Entries from a point annotation set:

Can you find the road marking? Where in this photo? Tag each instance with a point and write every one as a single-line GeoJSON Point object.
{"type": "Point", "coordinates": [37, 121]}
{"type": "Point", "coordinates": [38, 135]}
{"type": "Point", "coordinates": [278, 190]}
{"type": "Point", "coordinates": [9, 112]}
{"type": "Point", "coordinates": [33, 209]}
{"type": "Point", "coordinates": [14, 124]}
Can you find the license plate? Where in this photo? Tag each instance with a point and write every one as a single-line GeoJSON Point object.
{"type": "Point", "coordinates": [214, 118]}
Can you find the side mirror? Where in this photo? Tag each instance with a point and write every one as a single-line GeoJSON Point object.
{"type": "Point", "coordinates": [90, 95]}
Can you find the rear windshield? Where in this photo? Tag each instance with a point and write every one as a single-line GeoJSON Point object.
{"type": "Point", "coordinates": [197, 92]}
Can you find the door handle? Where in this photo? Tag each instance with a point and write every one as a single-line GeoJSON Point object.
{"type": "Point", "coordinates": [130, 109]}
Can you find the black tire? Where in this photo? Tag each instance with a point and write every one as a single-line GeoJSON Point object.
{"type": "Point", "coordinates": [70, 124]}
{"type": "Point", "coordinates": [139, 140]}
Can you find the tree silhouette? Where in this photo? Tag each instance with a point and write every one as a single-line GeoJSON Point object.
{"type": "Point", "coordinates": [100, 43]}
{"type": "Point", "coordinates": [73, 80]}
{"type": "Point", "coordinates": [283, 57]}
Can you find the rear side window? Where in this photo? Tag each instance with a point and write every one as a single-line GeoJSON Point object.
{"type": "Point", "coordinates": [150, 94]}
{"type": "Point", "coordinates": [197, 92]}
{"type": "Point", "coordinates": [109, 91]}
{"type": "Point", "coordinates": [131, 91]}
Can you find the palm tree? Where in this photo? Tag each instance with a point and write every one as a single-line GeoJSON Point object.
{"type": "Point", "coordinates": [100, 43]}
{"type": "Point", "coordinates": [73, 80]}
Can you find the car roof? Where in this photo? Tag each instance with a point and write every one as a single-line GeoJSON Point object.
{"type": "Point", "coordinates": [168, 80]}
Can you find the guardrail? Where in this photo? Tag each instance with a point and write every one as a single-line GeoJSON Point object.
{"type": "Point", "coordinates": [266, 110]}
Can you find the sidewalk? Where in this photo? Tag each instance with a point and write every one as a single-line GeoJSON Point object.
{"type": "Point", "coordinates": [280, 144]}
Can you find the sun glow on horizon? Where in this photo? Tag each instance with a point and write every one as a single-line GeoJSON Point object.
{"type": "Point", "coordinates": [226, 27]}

:: Prompt ::
Every line above should be retyped exactly as given.

:: Written response ::
Can you find the road marking? Where in this photo? Tag each instance with a point and write every one as a single-line GeoJSON Point object.
{"type": "Point", "coordinates": [37, 121]}
{"type": "Point", "coordinates": [38, 135]}
{"type": "Point", "coordinates": [278, 190]}
{"type": "Point", "coordinates": [9, 112]}
{"type": "Point", "coordinates": [33, 209]}
{"type": "Point", "coordinates": [14, 124]}
Can you find the license plate? Where in this photo? Tag each instance with a point and write every one as a single-line GeoJSON Point object.
{"type": "Point", "coordinates": [214, 118]}
Can you find the side mirror? Where in this photo? Tag each instance with a point and write every one as a single-line GeoJSON Point object.
{"type": "Point", "coordinates": [90, 95]}
Can you find the rear windshield? Where in this photo? Tag each instance with a point and write every one as a single-line GeoJSON Point object.
{"type": "Point", "coordinates": [197, 92]}
Can you find the door handle? Where in this photo? Tag each instance with a point and write every one as a single-line GeoJSON Point object.
{"type": "Point", "coordinates": [130, 109]}
Can you find the black tire? Where in this photo? Tag each instance with a point and write every one as a single-line GeoJSON Point object.
{"type": "Point", "coordinates": [70, 124]}
{"type": "Point", "coordinates": [139, 140]}
Can you find the tree silhouette? Where in this photo? Tag each instance with a point and write every one as a single-line GeoJSON Point object.
{"type": "Point", "coordinates": [100, 43]}
{"type": "Point", "coordinates": [73, 80]}
{"type": "Point", "coordinates": [283, 57]}
Can you find the rear side window? Where in this photo? Tag each instance with a point and write every one as a single-line GeoJSON Point object.
{"type": "Point", "coordinates": [150, 94]}
{"type": "Point", "coordinates": [197, 92]}
{"type": "Point", "coordinates": [109, 91]}
{"type": "Point", "coordinates": [131, 91]}
Can you find the palm tree? Where in this photo? Tag each instance with a point and write every one as a single-line GeoJSON Point object.
{"type": "Point", "coordinates": [100, 43]}
{"type": "Point", "coordinates": [73, 80]}
Can you find the car roof? Where in this photo? Tag each instance with a point and write every one as a single-line GeoJSON Point object.
{"type": "Point", "coordinates": [168, 80]}
Can you find the guardrail? Where in this photo? Tag each instance with a point and write every one as a single-line GeoJSON Point object.
{"type": "Point", "coordinates": [266, 110]}
Can you find the sidewalk? Where in this photo? Tag each instance with a point and write every one as a single-line GeoJSON Point object.
{"type": "Point", "coordinates": [280, 144]}
Can you find the sun glow on horizon? Where in this photo? Tag each instance with a point and write every one as a single-line GeoJSON Point object.
{"type": "Point", "coordinates": [226, 27]}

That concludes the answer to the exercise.